## Given problem
Print the stretch from the start of the rows through the line containing "[419,212,454,263]", both ends included, copying each line exactly. Leave the pictures out.
---- Data listing
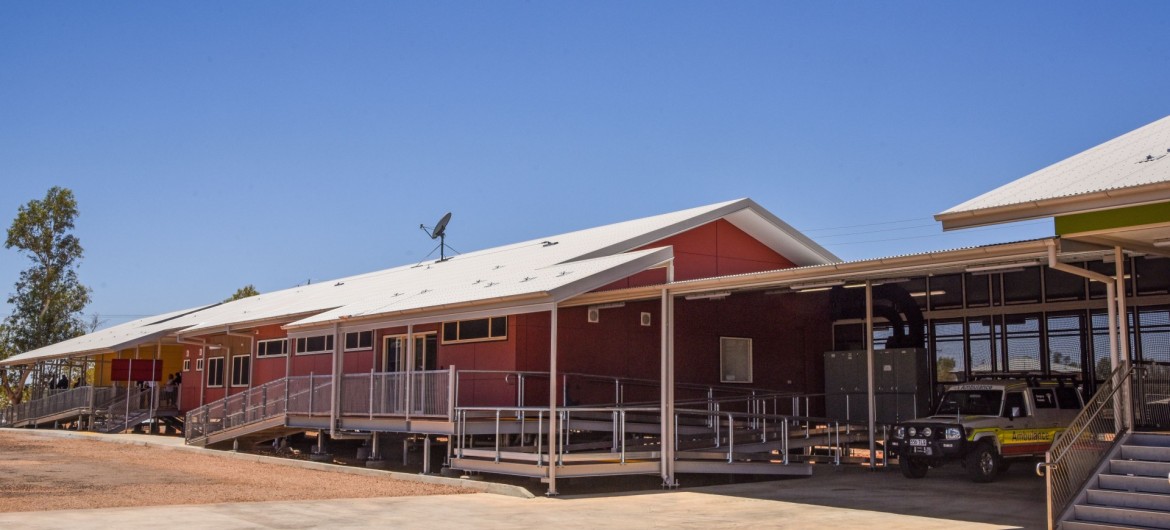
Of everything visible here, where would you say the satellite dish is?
[419,212,450,263]
[431,212,450,239]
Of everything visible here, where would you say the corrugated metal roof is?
[935,116,1170,220]
[0,307,215,365]
[0,199,837,365]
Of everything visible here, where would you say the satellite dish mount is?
[419,212,454,263]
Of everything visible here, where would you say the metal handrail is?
[0,386,113,427]
[1035,363,1138,530]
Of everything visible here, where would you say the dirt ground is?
[0,432,472,512]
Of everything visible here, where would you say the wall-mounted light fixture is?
[789,280,845,292]
[684,291,731,300]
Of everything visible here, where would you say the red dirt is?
[0,432,473,512]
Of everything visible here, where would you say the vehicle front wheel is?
[897,456,930,479]
[963,442,1003,482]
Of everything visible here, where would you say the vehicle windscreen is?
[937,390,1004,415]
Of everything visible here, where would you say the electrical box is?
[825,349,931,424]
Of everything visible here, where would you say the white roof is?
[935,116,1170,229]
[0,307,215,365]
[0,199,839,365]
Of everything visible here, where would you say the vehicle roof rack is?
[971,372,1081,387]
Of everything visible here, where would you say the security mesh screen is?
[1004,315,1040,372]
[932,321,966,383]
[966,317,999,372]
[1138,308,1170,363]
[1090,308,1134,381]
[1048,314,1086,372]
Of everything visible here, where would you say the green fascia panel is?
[1055,202,1170,235]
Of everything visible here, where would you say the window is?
[296,335,333,355]
[1048,312,1086,373]
[1000,315,1041,372]
[232,356,252,386]
[1137,305,1170,363]
[442,317,508,344]
[1004,392,1030,418]
[345,331,373,351]
[966,316,999,372]
[256,338,289,357]
[1032,388,1057,408]
[932,321,966,383]
[720,337,751,383]
[207,357,223,386]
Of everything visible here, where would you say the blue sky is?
[0,1,1170,324]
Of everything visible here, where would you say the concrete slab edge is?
[0,428,536,498]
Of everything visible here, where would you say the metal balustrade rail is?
[342,370,454,420]
[453,407,660,468]
[184,374,332,443]
[453,400,865,475]
[0,386,115,427]
[92,387,158,433]
[1037,363,1170,529]
[446,370,796,412]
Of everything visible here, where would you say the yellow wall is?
[90,344,183,386]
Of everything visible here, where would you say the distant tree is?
[935,357,958,381]
[223,283,260,302]
[0,186,90,404]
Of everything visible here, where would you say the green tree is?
[223,283,260,302]
[935,357,958,383]
[0,186,90,402]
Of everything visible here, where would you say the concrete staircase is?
[1059,433,1170,530]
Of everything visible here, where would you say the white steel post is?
[1113,247,1134,431]
[406,324,414,421]
[329,323,345,436]
[659,260,677,488]
[546,303,559,496]
[866,280,878,469]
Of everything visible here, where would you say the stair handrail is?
[1035,363,1138,530]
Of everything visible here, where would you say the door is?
[380,332,447,414]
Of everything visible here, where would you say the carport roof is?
[935,116,1170,229]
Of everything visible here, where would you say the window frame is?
--------
## Answer to the problem
Of everything visible here, where would you say the satellite dish is?
[419,212,450,263]
[431,212,450,239]
Of everything visible here, where would you say the corrugated metal roof is?
[935,116,1170,220]
[0,307,215,365]
[0,199,837,365]
Of everything visible here, where would you say the satellite dish mount is?
[419,212,454,263]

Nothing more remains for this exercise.